▶ _Given exercise_:
Pick out and copy every line in the rows below that contains the string "nose". Matching is case-sensitive.

▶ _Record extracts_:
##############################
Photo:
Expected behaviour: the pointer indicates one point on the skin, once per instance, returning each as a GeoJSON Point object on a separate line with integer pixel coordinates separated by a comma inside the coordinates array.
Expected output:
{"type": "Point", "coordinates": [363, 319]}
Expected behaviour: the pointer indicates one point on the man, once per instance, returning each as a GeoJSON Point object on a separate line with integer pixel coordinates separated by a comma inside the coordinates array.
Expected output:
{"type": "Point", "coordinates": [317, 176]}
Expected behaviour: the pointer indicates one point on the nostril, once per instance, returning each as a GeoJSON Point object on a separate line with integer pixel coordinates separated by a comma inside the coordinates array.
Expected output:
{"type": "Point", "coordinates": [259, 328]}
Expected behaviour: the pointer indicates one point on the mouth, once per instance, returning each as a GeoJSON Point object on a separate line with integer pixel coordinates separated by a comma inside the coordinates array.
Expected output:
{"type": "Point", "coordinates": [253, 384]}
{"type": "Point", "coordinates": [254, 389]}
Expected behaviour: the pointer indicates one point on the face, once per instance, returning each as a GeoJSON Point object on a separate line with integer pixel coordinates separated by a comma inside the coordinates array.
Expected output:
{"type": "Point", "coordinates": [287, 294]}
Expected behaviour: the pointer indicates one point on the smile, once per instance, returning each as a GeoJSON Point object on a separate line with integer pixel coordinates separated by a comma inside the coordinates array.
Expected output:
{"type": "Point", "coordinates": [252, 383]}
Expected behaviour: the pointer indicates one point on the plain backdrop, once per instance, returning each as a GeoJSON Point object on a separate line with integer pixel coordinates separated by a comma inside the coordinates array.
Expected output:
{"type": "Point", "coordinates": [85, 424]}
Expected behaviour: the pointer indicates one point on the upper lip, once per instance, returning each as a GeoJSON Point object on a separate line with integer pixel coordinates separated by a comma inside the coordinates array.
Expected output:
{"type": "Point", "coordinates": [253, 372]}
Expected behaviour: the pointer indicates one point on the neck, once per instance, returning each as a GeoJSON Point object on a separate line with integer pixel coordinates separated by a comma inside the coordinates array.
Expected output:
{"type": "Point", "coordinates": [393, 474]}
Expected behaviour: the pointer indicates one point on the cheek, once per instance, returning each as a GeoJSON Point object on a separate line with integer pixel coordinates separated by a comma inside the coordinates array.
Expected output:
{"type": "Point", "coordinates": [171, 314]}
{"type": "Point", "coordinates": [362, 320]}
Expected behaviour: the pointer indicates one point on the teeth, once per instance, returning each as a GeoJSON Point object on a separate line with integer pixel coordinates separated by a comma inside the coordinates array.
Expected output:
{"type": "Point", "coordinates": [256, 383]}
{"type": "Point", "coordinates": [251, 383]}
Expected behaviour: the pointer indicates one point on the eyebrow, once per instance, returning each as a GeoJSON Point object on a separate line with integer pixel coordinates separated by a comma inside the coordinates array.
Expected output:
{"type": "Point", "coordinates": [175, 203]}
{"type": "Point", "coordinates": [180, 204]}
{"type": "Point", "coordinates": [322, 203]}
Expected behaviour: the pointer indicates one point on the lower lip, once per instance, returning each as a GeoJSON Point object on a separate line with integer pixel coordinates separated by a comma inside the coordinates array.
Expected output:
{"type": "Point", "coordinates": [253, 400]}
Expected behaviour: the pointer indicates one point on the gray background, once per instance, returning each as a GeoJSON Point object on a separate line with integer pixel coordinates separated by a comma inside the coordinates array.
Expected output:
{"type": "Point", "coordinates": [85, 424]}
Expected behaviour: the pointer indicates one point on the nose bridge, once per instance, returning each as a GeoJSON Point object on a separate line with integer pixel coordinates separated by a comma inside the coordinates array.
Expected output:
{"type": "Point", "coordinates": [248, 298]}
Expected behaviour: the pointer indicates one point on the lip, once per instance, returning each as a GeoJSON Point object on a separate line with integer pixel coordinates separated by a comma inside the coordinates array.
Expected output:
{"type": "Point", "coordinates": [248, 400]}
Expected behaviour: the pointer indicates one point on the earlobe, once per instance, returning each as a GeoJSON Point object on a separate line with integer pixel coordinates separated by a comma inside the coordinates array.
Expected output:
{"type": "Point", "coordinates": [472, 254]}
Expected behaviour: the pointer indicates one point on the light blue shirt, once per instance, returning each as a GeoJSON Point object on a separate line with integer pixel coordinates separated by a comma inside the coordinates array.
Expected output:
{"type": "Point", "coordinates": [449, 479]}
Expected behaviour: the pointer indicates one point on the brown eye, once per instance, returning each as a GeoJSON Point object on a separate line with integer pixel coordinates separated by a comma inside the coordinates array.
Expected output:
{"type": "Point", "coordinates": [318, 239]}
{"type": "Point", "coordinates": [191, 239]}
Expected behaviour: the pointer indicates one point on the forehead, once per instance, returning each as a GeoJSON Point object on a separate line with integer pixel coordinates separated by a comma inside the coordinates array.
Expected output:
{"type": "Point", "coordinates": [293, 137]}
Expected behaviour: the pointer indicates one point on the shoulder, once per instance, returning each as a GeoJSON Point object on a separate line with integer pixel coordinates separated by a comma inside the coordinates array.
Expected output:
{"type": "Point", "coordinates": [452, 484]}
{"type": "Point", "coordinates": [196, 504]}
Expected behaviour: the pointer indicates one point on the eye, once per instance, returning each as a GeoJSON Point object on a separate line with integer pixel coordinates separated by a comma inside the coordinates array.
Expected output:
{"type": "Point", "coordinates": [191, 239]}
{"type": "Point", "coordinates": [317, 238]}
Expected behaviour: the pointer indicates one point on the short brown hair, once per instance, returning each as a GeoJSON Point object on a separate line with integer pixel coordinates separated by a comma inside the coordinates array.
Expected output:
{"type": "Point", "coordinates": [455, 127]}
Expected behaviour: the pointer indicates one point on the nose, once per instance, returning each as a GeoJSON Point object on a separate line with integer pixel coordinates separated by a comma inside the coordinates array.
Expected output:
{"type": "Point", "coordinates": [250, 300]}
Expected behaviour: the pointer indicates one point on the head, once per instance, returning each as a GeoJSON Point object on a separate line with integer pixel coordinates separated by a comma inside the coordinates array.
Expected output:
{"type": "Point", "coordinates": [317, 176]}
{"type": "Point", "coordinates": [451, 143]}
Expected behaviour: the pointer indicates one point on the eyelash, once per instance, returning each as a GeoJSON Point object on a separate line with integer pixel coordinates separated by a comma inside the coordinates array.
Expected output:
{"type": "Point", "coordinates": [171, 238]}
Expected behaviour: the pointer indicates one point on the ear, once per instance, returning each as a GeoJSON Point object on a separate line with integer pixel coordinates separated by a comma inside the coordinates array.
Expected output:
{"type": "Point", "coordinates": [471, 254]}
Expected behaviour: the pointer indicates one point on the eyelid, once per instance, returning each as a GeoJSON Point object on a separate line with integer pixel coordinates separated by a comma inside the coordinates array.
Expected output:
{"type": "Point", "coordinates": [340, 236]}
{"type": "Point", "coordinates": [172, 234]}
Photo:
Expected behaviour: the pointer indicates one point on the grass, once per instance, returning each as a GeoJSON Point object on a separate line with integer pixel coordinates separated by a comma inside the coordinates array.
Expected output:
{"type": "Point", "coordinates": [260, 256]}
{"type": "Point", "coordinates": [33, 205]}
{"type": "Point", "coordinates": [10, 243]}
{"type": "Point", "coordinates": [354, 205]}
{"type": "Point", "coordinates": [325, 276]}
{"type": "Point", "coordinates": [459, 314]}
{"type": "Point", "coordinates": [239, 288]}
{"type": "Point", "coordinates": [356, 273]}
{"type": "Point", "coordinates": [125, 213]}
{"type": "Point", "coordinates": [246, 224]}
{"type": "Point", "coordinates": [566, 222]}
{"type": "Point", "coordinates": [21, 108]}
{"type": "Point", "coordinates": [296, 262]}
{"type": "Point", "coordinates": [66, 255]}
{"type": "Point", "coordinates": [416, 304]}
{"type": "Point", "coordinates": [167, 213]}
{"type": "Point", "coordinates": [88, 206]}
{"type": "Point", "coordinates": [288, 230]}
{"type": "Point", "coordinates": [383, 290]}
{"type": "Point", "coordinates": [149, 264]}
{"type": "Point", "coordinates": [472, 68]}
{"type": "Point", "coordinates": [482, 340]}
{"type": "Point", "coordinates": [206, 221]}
##############################
▶ _Task result_:
Expected behaviour: the pointer indicates one point on the nose bridge, once per instance, returning each as a GeoJSON Point object on a separate line with integer pixel coordinates separated by a comma inside the coordinates array.
Expected behaviour: the pointer indicates one point on the nose, once per instance, returning each as a GeoJSON Point object on a separate line with integer pixel coordinates separated by a comma inside the coordinates array.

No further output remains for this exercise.